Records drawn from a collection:
══════════════════════════════

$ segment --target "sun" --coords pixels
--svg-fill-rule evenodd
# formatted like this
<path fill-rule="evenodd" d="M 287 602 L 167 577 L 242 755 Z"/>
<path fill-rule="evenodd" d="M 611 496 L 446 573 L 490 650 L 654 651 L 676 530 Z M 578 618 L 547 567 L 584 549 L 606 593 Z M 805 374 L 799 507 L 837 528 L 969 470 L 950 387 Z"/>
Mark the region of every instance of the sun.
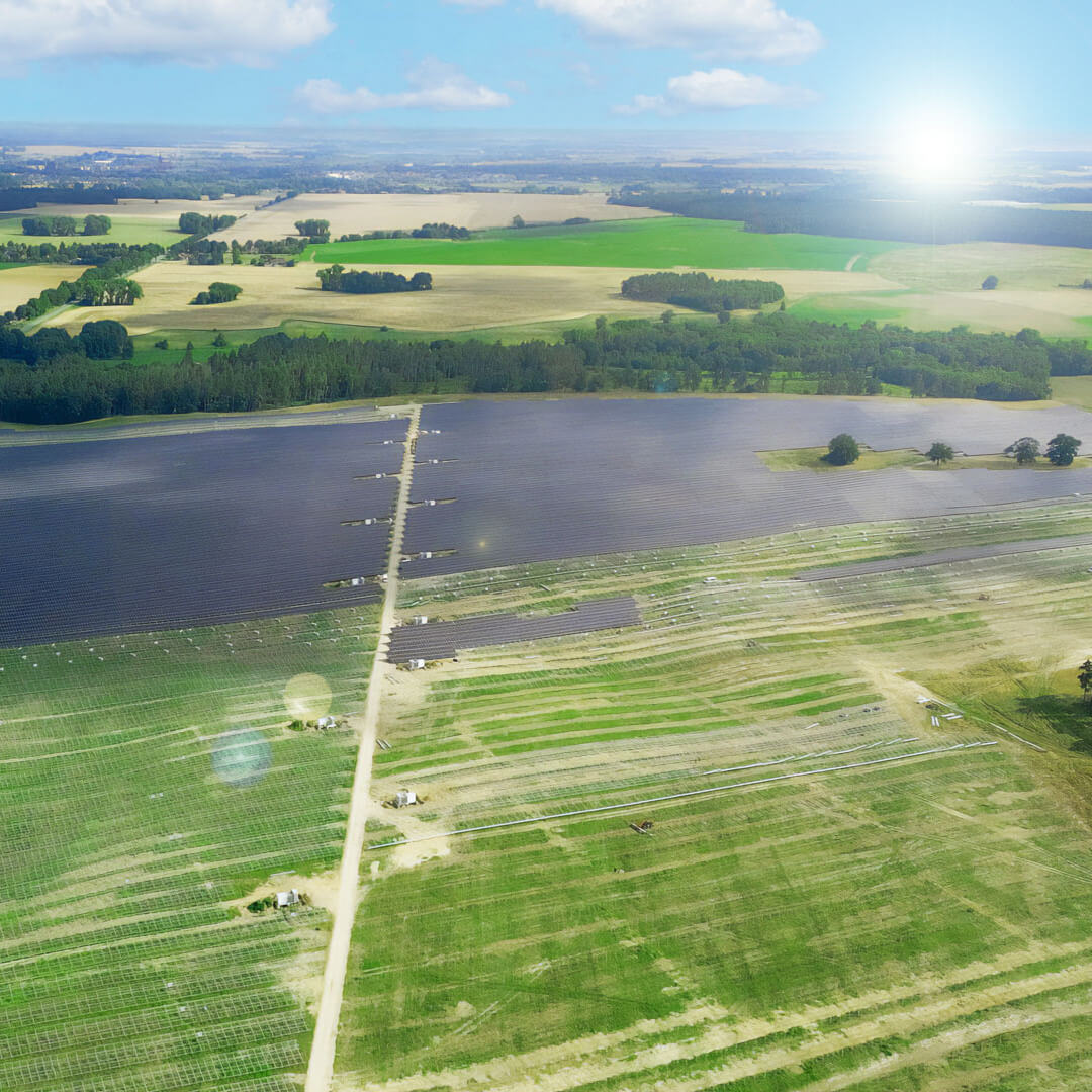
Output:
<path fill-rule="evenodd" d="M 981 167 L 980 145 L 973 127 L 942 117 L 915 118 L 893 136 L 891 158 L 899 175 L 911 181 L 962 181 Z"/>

══════════════════════════════

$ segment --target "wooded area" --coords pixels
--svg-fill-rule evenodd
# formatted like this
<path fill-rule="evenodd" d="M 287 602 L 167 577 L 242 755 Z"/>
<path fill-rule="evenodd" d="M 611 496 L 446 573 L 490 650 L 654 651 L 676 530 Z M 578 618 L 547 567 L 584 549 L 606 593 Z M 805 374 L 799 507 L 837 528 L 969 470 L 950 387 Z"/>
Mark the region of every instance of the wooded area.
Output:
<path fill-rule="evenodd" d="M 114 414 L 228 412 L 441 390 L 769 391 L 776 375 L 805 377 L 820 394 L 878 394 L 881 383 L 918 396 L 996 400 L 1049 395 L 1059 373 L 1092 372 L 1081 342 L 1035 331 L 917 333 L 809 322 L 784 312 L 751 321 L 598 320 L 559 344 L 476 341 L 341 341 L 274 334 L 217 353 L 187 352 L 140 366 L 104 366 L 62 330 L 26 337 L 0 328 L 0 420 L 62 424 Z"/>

══════════════════════════════

TO BE DONE
Tally the lines of the listing that contain the string "wooded", treating uppercase and lowercase as distinct. State only the resulting number.

WORKED ANSWER
2